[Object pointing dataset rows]
▶

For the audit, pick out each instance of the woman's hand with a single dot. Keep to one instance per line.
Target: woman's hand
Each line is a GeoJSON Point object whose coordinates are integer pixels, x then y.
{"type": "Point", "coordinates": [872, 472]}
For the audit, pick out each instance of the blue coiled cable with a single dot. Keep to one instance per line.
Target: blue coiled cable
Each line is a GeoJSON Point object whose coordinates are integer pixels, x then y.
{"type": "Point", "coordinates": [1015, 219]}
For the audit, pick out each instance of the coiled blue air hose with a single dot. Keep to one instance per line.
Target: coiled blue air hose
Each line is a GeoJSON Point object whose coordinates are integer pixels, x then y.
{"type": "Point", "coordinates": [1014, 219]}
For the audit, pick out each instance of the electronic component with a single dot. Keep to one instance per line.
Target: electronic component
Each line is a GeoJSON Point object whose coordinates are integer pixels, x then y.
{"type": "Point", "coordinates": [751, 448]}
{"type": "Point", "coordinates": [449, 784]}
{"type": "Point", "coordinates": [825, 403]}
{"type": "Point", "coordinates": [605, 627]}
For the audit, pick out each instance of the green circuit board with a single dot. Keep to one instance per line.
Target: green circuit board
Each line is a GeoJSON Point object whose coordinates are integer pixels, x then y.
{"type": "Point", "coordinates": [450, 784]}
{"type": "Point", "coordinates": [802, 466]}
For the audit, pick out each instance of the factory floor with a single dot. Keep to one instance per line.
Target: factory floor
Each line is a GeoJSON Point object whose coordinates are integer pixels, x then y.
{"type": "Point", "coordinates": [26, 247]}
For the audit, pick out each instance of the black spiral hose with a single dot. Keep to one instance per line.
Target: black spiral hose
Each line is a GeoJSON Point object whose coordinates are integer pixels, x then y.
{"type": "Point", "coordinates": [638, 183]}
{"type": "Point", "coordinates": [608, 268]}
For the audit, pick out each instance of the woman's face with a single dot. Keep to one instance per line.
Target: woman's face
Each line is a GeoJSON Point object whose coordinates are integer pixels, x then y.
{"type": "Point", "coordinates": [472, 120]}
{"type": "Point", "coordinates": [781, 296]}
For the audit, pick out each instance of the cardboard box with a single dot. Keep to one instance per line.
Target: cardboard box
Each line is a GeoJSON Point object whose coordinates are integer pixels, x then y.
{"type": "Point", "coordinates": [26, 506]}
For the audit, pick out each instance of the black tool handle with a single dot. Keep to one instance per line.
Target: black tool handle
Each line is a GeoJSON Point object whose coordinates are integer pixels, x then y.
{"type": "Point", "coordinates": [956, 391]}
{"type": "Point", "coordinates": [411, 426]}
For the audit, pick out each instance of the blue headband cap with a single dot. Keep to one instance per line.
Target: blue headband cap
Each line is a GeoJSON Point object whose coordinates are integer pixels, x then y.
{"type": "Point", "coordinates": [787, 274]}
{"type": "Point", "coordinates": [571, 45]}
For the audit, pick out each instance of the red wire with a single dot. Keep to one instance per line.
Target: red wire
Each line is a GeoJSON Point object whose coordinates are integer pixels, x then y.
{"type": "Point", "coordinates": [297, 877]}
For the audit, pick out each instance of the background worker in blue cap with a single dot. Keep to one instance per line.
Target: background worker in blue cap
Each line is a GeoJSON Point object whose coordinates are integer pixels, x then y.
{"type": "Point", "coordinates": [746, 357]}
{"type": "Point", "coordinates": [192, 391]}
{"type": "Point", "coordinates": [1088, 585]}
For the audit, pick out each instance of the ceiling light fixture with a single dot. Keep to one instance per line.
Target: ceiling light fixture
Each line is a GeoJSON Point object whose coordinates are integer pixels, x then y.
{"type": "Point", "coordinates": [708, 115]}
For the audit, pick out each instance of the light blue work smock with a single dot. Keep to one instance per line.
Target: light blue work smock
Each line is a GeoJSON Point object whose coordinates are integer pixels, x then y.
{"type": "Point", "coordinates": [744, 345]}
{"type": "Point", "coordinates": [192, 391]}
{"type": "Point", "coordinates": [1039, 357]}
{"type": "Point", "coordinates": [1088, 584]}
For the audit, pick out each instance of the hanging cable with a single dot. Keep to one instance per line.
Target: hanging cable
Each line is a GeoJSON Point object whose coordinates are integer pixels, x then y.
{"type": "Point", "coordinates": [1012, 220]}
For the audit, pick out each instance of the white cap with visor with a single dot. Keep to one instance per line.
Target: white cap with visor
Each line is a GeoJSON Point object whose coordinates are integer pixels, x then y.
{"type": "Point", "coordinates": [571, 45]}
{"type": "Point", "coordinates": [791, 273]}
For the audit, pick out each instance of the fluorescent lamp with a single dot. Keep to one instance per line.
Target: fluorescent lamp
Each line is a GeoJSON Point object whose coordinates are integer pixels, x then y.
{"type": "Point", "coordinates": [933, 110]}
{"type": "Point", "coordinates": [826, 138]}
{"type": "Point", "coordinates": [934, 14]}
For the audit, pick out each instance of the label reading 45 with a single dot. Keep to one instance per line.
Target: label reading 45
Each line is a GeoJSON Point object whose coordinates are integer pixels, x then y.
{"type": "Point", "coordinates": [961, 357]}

◀

### REQUIRED TASK
Write the lines out verbatim, from the one with "For the audit, pick out each instance of the fluorescent" through the last line of the entries, and stop there.

### ANSWER TO THE PROBLEM
For the audit, pick out each instance of the fluorescent lamp with a single dot. Keep to one instance per line.
Target: fluorescent lamp
Each line is a GeoJSON Point object whose coordinates are integer pixels, x then y.
{"type": "Point", "coordinates": [933, 110]}
{"type": "Point", "coordinates": [826, 138]}
{"type": "Point", "coordinates": [934, 14]}
For the audit, pick out each instance of the label reading 45 with a single dot. Keep to one instance per line.
Target: label reading 45
Each line is a GeoJSON Point object whose coordinates are integer pixels, x then y.
{"type": "Point", "coordinates": [961, 357]}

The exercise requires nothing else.